— Part III: Strategic Implementation —
{Editor’s Notes: The Chinese Communist Party (CCP) has adopted and, for many years, has carried out its strategy of “Culture Going Global.” The following is a report that Chinascope has created focusing on that strategy, on related government policies, and on the implementation of the CCP’s efforts.
The report will be published in three parts:
- Part I: The “Culture Going Global” Strategy
- Part II: Government Policies
- Part III: Strategic Implementation.
The full document can be downloaded here.}
IV. The Strategic Implementation of “Culture Going Global”
Beijing has mobilized many resources, from state powers to private culture enterprises, to implement the “Culture Going Global” strategy.
A. Progress
The actual statistical numbers on Beijing’s “Culture Going Global” implementation may not be readily available. However, we can still gain an understanding of how grandiose and comprehensiveness its effort has been.
David Shambaugh, in his article in Foreign Affairs, “China’s Soft-Power Push,” stated, “China’s diplomatic and development schemes form just one part of a much broader agenda aimed at enhancing its soft power in media, publishing, education, the arts, sports, and other domains. Nobody knows for sure how much China spends on these activities, but analysts estimate that the annual budget for ‘external propaganda’ runs in the neighborhood of $10 billion annually. By contrast, the U.S. Department of State spent $666 million on public diplomacy in fiscal year 2014.” {1}
One of China’s strategies is to place a heavy emphasis on overseas investment in cultural and entertainment industries. According to the American Enterprise Institute’s (AEI’s) “China Global Investment Tracker,” in a seven-year period between 2005 and 2011, China’s overseas investment in the entertainment industry was $1.22 billion. In the following seven-year period between 2012 and 2018, that number increased 40 times to $47.77 billion. {2}
According to the “2017 China Performance Market Annual Report,” overseas performances by Chinese performance troupes generated 2.97 billion yuan (US $450 million) in 2017. {3} In 2009, those proceeds were only 77.8 million yuan. {4}
Two of the frequently mentioned “Culture Going Global” instruments in Beijing’s official documents are building China Cultural Centers and Confucius Institutes overseas. By the end of 2017, Beijing had built 35 China Cultural Centers on 5 continents, including the cities of Dar es Salaam (a coastal city in Tanzania), Cairo, Paris, Berlin, Tokyo, and Tel Aviv. {5} Its goal is to build 50 centers by 2020. {6}
By end of year 2018, Beijing had established 548 Confucius Institutes and 1,193 Confucius Classrooms in 154 countries and regions on six continents. {7} Office of Chinese Language Council International (Hanban) aims to establish 1,000 Confucius Institutes by 2020. {8}
“China has become the world’s number one in book publications, television program productions and broadcasts, and movie screens.” {9} China had 55,623 movie screens by the first half of 2018. {10} It is 36 percent more than the 40,837 that the U.S. had by end of 2018. {11}
In addition, The Heritage Foundation reported that “China is taking control of Hollywood.” China’s large movie market and its financing of films and buying theater chains in the U.S. has given it huge leverage to tell Hollywood what to make and what to say. “It’s not just censorship of Hollywood movies that are shown in the Chinese mainland. It’s the censorship of Hollywood movies that are shown to American audiences.” “U.S. scriptwriters and producers are beginning to even preempt the censorship boards in China, and they’re starting to write films that they know will be able to pass the test of China.” {12}
B. Characteristics
Beijing’s “Culture Going Global” strategy exhibits a few characteristics.

**The task:**
In the report on China's "Culture Going Global" strategy, how many Confucius Institutes had Beijing established by the end of 2018?

**Dataset excerpts:**
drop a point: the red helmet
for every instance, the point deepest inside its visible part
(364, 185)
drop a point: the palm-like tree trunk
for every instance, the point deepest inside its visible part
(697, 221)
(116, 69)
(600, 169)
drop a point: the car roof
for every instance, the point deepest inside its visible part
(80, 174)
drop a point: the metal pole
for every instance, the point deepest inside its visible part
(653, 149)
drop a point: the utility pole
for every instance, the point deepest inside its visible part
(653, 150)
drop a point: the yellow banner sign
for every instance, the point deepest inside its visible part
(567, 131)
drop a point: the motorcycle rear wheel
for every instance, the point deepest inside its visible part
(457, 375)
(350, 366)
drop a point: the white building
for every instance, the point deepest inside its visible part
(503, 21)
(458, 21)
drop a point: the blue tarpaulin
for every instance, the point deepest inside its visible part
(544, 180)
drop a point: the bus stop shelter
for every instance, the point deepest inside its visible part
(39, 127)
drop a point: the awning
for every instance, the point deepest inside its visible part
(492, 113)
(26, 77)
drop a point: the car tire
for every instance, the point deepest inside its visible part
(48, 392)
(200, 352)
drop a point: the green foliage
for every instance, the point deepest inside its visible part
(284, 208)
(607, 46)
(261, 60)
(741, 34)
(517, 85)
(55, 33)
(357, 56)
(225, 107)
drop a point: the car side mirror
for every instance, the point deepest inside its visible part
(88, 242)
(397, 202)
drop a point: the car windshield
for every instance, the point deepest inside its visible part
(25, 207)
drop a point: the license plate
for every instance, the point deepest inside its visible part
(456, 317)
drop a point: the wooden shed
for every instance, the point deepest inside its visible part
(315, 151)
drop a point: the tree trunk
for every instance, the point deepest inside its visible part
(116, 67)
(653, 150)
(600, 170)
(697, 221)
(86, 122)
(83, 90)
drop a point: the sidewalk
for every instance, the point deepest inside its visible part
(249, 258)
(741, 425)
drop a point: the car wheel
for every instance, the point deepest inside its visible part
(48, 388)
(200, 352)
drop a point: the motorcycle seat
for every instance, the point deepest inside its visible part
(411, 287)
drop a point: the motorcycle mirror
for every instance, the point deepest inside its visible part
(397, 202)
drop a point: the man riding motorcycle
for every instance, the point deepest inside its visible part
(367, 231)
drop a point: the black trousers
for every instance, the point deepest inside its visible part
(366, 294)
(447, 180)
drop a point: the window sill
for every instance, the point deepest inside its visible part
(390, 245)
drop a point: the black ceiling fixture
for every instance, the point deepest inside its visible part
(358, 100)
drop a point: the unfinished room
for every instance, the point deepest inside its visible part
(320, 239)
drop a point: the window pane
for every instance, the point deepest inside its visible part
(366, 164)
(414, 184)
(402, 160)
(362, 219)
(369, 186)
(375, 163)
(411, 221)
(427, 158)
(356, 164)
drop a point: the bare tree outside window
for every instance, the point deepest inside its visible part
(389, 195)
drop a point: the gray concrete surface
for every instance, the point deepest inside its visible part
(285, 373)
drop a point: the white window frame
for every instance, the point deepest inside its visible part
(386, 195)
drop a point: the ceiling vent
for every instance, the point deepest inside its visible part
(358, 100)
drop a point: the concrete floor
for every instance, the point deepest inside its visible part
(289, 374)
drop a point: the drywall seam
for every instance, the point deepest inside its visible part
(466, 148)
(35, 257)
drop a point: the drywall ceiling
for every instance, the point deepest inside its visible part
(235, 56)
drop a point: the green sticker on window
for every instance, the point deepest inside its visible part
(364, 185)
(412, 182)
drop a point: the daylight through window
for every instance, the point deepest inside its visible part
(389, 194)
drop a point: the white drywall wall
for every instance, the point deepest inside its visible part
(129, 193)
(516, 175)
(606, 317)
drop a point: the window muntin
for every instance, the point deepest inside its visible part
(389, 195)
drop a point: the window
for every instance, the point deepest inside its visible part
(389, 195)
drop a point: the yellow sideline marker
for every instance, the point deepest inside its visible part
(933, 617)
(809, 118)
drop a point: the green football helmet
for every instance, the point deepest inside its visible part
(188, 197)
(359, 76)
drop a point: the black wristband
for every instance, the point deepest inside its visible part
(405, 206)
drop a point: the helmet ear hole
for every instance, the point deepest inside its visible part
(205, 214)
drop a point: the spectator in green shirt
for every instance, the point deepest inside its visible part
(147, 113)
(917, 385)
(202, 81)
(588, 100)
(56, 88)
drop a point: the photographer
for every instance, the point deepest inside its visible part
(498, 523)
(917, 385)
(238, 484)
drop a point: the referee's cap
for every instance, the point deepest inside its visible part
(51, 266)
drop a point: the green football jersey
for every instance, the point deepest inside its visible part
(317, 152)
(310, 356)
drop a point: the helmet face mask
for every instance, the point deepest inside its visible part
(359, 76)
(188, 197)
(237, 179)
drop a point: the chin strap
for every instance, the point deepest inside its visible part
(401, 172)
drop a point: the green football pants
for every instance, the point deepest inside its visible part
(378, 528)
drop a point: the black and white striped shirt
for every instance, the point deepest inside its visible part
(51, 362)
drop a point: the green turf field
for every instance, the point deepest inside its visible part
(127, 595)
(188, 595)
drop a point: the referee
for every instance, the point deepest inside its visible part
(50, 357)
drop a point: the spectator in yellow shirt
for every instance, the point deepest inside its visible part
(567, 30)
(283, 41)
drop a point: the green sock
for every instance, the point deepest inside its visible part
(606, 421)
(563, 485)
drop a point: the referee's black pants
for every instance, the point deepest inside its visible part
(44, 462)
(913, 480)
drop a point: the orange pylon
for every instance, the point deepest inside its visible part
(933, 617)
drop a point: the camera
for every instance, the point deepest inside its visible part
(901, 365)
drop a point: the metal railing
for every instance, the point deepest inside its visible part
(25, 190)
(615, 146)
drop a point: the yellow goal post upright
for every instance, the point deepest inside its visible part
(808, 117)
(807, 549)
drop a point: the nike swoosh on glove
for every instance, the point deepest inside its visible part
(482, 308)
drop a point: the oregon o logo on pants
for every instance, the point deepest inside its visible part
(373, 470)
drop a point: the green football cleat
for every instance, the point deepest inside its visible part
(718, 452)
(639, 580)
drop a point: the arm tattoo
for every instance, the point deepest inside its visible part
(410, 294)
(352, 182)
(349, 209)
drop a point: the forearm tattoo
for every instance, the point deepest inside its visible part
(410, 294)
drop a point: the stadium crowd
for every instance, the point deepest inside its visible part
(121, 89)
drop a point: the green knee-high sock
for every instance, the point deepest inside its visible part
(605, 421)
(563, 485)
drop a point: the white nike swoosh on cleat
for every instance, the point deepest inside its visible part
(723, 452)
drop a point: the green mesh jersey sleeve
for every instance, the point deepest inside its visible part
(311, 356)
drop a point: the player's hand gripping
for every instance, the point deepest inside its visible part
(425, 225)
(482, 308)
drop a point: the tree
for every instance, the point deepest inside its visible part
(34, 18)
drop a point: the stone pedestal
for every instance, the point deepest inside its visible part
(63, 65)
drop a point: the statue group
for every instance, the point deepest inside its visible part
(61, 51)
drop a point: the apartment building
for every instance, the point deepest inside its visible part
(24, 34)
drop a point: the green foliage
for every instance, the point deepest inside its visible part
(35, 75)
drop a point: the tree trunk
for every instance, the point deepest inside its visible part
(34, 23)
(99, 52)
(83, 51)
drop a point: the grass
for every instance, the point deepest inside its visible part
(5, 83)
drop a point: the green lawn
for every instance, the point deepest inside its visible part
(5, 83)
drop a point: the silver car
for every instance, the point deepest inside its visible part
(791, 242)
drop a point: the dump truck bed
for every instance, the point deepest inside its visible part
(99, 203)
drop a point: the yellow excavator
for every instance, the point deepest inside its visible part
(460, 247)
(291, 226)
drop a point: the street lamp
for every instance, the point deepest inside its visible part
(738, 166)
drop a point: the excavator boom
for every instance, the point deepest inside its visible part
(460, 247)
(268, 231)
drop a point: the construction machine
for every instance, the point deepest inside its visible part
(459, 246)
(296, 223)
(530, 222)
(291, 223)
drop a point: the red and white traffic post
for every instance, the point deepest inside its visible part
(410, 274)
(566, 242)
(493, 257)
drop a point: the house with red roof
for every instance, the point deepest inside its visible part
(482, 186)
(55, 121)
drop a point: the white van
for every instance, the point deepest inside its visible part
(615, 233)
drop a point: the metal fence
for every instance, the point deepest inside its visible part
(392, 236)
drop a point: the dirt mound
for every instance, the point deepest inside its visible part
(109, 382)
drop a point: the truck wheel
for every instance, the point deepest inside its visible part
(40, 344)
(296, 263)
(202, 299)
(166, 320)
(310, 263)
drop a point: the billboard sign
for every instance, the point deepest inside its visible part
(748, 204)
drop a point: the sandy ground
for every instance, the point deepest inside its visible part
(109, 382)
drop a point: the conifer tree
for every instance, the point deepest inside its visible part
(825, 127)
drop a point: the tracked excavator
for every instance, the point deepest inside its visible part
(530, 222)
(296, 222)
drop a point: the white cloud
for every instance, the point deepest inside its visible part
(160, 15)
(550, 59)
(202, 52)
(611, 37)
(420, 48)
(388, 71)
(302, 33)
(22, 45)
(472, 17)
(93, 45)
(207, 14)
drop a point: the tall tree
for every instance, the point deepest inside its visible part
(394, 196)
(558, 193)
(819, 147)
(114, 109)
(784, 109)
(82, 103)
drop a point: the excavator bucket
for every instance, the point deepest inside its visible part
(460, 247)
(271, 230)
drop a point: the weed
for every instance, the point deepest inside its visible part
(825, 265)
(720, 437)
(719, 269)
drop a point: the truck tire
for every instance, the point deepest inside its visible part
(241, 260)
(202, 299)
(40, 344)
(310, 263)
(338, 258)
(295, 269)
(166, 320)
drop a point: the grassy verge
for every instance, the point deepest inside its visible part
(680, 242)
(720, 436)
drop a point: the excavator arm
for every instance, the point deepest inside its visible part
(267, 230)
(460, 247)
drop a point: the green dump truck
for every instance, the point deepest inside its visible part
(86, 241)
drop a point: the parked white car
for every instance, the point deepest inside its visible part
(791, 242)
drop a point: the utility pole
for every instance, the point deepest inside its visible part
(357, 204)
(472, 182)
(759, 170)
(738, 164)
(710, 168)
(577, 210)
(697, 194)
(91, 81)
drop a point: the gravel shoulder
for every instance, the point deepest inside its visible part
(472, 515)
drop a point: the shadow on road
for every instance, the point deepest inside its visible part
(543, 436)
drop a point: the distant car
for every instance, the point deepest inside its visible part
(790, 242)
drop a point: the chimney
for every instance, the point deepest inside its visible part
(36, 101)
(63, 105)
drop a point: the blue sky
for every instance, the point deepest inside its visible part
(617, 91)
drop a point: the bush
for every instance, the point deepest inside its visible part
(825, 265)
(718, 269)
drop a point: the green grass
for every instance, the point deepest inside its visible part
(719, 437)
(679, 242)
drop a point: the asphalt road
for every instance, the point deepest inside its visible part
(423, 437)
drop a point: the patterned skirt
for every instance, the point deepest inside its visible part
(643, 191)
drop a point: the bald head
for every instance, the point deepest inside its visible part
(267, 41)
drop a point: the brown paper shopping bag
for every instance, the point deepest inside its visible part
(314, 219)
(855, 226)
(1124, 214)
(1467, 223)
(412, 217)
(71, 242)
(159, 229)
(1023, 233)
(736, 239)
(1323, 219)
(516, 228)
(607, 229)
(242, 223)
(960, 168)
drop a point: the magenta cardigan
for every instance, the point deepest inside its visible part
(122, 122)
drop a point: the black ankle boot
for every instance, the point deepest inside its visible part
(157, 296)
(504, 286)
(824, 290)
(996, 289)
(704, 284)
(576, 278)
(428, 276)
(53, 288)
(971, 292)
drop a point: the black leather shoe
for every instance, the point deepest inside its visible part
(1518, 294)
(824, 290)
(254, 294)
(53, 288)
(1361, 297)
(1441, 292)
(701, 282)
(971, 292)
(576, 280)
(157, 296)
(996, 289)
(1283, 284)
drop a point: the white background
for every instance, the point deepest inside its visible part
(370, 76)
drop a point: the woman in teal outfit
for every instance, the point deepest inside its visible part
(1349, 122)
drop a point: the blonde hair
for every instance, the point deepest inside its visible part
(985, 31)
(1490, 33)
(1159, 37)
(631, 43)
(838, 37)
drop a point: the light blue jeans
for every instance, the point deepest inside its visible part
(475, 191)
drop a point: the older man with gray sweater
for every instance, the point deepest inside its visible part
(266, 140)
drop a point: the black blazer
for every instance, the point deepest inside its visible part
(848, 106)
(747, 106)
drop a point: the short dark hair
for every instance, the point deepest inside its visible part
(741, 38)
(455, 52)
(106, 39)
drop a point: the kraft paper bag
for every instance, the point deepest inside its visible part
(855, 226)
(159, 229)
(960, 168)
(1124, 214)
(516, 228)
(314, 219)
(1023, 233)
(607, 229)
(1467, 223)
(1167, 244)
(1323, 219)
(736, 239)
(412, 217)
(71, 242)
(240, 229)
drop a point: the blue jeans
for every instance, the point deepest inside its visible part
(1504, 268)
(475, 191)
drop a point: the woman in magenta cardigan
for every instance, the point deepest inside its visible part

**In response:**
548